*Page excerpt*

<<<<

Switches, routers, firewalls and other networking devices typically need to process large volumes of packets in real time. Traditionally, efficient packet processing was done using specialized and expensive hardware. Data Plane Development Kit (DPDK) enables us to do this on low-cost commodity hardware. By using commodity hardware, we can also move networking functions to the cloud and run them within virtualized environments. DPDK enables innovation around multi-core CPUs, edge computing, real-time security, NFV/SDN, low-latency applications and more.
How did vendors achieve efficient packet processing before DPDK?
Before DPDK, specialized hardware did efficient packet processing. Such hardware might use custom ASICs, programmable FPGAs or Network Processing Units (NPUs). Sometimes low-level hardware-specific microcode or custom firmware could be present. Packet classification, flow control, TCP/IP processing, encryption/decryption, VLAN tagging, and checksum calculation example tasks that these specialized hardware did in an optimized manner.
However, such hardware were expensive to buy and maintain. Upgrades and security patches were time-consuming to apply and needed a full-time network administrator. One solution was move from specialized hardware to Commercial Off-the-Shelf (COTS) hardware. While this was more cost effective and easier to maintain, performance suffered. Packets moved from Network Interface Cards (NICs) to the operating system (OS), where they were processed via the OS kernel stack.

>>>>

Continue the DPDK excerpt, picking up right after its last sentence. The entries have no connection to the DPDK excerpt.

*Data rows*
<<<<

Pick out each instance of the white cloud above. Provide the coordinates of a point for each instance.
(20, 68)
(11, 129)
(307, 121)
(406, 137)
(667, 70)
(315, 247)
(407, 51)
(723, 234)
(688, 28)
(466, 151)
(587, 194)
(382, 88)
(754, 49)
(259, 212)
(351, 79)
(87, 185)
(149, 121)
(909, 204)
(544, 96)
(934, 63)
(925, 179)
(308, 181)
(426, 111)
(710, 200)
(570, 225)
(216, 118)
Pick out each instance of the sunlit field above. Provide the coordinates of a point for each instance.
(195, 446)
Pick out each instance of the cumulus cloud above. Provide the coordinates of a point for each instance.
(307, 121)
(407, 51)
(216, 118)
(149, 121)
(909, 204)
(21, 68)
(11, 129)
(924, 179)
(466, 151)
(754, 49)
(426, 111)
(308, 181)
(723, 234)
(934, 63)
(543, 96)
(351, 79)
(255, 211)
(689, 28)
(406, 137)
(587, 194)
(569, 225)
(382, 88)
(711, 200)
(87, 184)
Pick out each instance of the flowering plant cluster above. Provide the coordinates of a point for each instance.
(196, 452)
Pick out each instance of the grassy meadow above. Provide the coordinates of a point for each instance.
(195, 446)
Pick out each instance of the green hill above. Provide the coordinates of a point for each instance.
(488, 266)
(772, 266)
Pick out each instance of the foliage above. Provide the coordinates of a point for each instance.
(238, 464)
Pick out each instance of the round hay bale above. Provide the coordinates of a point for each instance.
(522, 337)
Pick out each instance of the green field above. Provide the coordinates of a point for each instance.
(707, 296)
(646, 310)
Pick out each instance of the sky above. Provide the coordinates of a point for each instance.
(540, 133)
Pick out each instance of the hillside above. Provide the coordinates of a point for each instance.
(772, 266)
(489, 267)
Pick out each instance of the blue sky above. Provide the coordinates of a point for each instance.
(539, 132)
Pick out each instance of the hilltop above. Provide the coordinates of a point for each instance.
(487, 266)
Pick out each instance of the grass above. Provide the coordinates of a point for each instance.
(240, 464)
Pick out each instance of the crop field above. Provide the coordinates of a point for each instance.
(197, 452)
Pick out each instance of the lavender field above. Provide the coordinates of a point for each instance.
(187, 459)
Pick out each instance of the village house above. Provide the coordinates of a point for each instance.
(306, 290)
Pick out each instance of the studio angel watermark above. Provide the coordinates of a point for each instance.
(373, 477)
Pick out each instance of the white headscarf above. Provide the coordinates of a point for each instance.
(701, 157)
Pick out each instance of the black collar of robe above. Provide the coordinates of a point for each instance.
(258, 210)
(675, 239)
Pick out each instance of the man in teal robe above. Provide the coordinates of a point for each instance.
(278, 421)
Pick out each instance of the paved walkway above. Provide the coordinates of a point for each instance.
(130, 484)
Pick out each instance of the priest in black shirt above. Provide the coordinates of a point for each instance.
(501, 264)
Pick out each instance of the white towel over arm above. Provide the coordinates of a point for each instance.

>>>>

*Exercise output*
How does DPDK improve packet processing?
DPDK bypasses the kernel and enables fast packet processing in userspace. It's essentially a set of network drivers and libraries. Environment Abstraction Layer (EAL) abstracts hardware-specific operations from applications. The figure shows how traditional processing with POSIX calls goes through the kernel space before packets reach the application. DPDK short-circuits this path and moves packets directly between NIC and userspace applications.
Traditional processing is interrupt driven where the NIC interrupts the kernel when a packet arrives. DPDK uses polling instead and avoids the overhead associated with interrupts. This is performed by a Poll Mode Driver (PMD).
What's the packet processing model adopted by DPDK?
- Run-to-Completion: A CPU core handles receive, processing and transmit of a packet. Multiple cores can be used with each core associated with a dedicated port. However, with Receive Side Scaling (RSS), traffic arriving at a single port can be distributed to multiple cores.
- Pipeline: Each core is dedicated to a specific workload. For example, one core might handle receive/transmit of packets while other cores handle application processing. Packets are passed between cores via memory rings.
For single-core multi-CPU deployments, one CPU is assigned to the OS and the other to the DPDK-based application. A less performant variant is when packets are accessed via the QPI interface. For multi-core deployments, we can assign more than one core to each port with or without hyperthreading.
Deciding which model to use is not trivial. Some things to consider are cycles needed to process each packet, extent of data exchange across software modules, specific optimization at some cores, code maintainability, etc. Intel VTune Profiler can be used to analyze the efficiency of the pipeline model.
What other techniques does DPDK use to improve performance?
- Processor Affinity: Ties specific processing to specific cores.
- Huge Pages: Reduces TLB cache misses.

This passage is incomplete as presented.